What you have to do
Rewrite the data below, changing every "one keypoint" to "a single keypoint" and leaving everything else the same.

Records for processing
────────

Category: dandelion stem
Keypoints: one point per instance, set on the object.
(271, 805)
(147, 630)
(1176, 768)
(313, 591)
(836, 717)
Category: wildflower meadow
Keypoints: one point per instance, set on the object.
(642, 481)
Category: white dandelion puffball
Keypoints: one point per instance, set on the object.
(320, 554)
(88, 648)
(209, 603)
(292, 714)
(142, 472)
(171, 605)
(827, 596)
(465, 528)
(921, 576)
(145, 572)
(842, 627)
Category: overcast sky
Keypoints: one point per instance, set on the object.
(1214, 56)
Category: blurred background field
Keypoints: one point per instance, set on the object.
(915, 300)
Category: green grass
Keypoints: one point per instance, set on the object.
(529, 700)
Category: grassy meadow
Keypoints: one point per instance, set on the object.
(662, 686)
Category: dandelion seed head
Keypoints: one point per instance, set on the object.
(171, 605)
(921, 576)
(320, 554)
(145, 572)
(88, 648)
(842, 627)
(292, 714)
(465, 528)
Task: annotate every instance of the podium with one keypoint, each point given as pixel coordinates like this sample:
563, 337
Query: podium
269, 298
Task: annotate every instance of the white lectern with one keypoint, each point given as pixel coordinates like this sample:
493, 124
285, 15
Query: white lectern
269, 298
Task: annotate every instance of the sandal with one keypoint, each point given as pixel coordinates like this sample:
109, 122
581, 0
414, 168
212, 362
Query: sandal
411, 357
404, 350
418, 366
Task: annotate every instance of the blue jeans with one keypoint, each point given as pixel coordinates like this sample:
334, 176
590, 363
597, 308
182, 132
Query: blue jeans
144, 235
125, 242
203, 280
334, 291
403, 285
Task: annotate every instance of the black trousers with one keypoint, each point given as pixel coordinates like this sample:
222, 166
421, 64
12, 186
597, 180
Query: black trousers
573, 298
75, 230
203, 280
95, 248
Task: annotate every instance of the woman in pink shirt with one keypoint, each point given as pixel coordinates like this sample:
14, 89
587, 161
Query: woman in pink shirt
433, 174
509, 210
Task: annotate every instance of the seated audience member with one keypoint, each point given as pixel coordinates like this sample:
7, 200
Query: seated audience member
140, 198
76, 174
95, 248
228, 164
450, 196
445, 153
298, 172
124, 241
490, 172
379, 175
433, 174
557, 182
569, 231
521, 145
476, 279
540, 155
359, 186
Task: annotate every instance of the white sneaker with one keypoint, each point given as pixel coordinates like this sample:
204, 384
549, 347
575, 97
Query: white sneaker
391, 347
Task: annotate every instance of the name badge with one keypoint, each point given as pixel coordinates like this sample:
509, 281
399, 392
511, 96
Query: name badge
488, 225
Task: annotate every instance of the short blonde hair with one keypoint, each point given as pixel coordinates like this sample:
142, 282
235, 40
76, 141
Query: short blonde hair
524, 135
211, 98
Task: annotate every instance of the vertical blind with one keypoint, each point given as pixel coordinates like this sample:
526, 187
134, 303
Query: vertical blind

────────

Finished answer
Category: dandelion stem
Keypoints: one point per instance, set on the object.
(271, 805)
(147, 630)
(1176, 768)
(313, 591)
(836, 717)
Category: wildflower meadow
Keypoints: one point per instance, set on the object.
(642, 481)
Category: white dandelion puffball
Keypoints: one point per instance, set on the object.
(320, 554)
(88, 648)
(209, 603)
(292, 714)
(142, 472)
(171, 605)
(827, 596)
(465, 528)
(921, 576)
(145, 572)
(842, 627)
Category: overcast sky
Keypoints: one point per instance, set on the object.
(1214, 56)
Category: blurred background field
Keypoints: one point per instance, set on the object.
(915, 300)
Category: green grass
Keypoints: one point per instance, set on the object.
(529, 700)
Category: grassy meadow
Keypoints: one point per instance, set on the object.
(662, 686)
Category: dandelion seed head
Keypoints: one point per instance, set on the object.
(171, 605)
(921, 576)
(320, 554)
(145, 572)
(88, 648)
(842, 627)
(292, 714)
(465, 528)
Task: annotate every instance of the podium with a single keypoint, each point given as pixel coordinates like this sample:
563, 337
Query: podium
269, 298
Task: annotate every instance of the white lectern with a single keypoint, each point given as pixel coordinates like this sample:
493, 124
285, 15
Query: white lectern
269, 298
Task: annotate every instance of the sandal with a single keypoint, each point given as pixel coordinates like this sample:
109, 122
581, 0
414, 168
212, 362
Query: sandal
411, 357
404, 350
418, 366
Task: annotate every instance of the blue jeans with a single keypoint, each point given as pixel coordinates like this sample:
334, 176
590, 363
597, 308
182, 132
Query: blue jeans
144, 235
125, 242
203, 280
334, 291
403, 285
Task: annotate every instance of the black trousers with a single keypoint, each point given as pixel coordinates like this sample:
222, 166
421, 64
12, 186
597, 180
Query: black trousers
573, 298
75, 230
203, 280
95, 248
Task: annotate every instance of the woman in pink shirt with a single keypoint, each point given as pixel coordinates like this sample:
14, 89
587, 161
Query: woman in pink shirt
433, 174
509, 210
Task: annotate every instance of the seated audience member with a single keypoint, each point given as pixel coordinates like this sample:
7, 200
Query: seated audience member
140, 198
76, 174
95, 248
228, 164
450, 196
445, 153
298, 172
124, 241
490, 172
379, 175
433, 174
557, 182
569, 231
521, 145
476, 279
540, 155
359, 186
Task: annotate every instance of the white sneaker with a single keypoint, each point given as pixel coordinates like this sample:
204, 384
549, 347
575, 97
Query: white sneaker
391, 347
Task: annotate every instance of the name badge with a single keypoint, each point given as pixel coordinates like this sample:
509, 281
399, 392
511, 96
Query: name badge
488, 225
Task: annotate every instance of the short blonde hair with a single keypoint, each point given as pixel coordinates like this sample:
142, 282
235, 40
76, 141
Query: short blonde hair
524, 135
211, 98
Task: annotate every instance of the vertical blind with a single keypoint, each point given as pixel coordinates like this sample:
526, 187
134, 303
Query: vertical blind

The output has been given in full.